> [EXCERPT PROVIDED]:

A detailed oriented and appropriately gorgeous sit-down with controversial Scottish painter Peter Howson, director Charlie Paul’s Prophecy offers insight into the process and mind of an artist known for his shocking images of death, destruction, and cultural depravity.
Self-identifying as a “reformed hedonist,” Howson had a near death experience that didn’t show him the pearly gates of heaven, but rather the entryway to hell. Those visions would define the highly sought after paintings he would eventually create. Influenced by classic mythology, Christianity, and the graphic novels of his youth, haunted by reminders of his own mortality and time that he spent in Bosnia documenting their bloody civil war, and impacted by his diagnosis with Asperger syndrome, his developmentally disabled daughter, and his frequent nightmares, the notoriously private and publicity averse Howson often creates intricately detailed and frequently grotesque painting that depict what he believes to be an impending global apocalypse in the near future.
It’s understandably hard for Paul to get Howson to loosen up a bit (although the artist does gleefully and earnestly suggest that the pair take a Burger King break at one point), so Prophecy largely focuses on the little things to create its bigger picture. This clearly allows Howson to focus on his work without being overwhelmed by larger questions about it. Paul might be the director, but Prophecy is assuredly steered by its unique subject and the singular work he’s creating across the film’s running time. Howson isn’t nearly as intense a personality as the content of his paintings suggest, but Paul is able to show the viewer more or less where the darkness is coming from without being judgemental or obtrusive. While the art certainly won’t be to everyone’s taste, Prophecy is a fine look at one man’s unique and sometimes frightening thought process.

> [INSTRUCTIONS FOR THE TASK]: Reproduce word for word the stretch of the Prophecy review from "A detailed oriented" through "and cultural depravity.".

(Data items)
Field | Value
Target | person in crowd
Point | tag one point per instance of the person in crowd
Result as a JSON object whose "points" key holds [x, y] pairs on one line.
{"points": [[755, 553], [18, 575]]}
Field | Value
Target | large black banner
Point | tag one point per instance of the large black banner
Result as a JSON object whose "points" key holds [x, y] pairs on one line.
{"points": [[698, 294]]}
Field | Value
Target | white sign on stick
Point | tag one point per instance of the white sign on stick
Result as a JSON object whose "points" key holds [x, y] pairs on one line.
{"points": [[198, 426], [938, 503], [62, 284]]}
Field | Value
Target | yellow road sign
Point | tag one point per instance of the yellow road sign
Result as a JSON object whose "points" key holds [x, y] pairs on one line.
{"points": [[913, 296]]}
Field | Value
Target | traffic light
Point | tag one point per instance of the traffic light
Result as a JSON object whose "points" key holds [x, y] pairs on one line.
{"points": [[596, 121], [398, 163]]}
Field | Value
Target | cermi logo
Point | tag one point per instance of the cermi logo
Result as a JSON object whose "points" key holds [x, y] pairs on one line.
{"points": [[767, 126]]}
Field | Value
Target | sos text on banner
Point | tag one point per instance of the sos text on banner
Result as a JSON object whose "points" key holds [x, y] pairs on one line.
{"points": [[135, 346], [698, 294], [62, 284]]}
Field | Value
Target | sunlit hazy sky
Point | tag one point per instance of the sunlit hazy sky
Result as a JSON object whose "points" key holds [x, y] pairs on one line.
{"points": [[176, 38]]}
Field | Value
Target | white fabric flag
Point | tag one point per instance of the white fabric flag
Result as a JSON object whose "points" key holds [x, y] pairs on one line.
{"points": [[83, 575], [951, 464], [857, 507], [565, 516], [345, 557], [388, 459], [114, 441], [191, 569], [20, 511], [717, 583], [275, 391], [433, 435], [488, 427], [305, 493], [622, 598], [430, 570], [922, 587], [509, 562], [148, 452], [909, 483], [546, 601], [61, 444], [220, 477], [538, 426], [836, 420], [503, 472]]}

> [TASK RESULT]:
A detailed oriented and appropriately gorgeous sit-down with controversial Scottish painter Peter Howson, director Charlie Paul’s Prophecy offers insight into the process and mind of an artist known for his shocking images of death, destruction, and cultural depravity.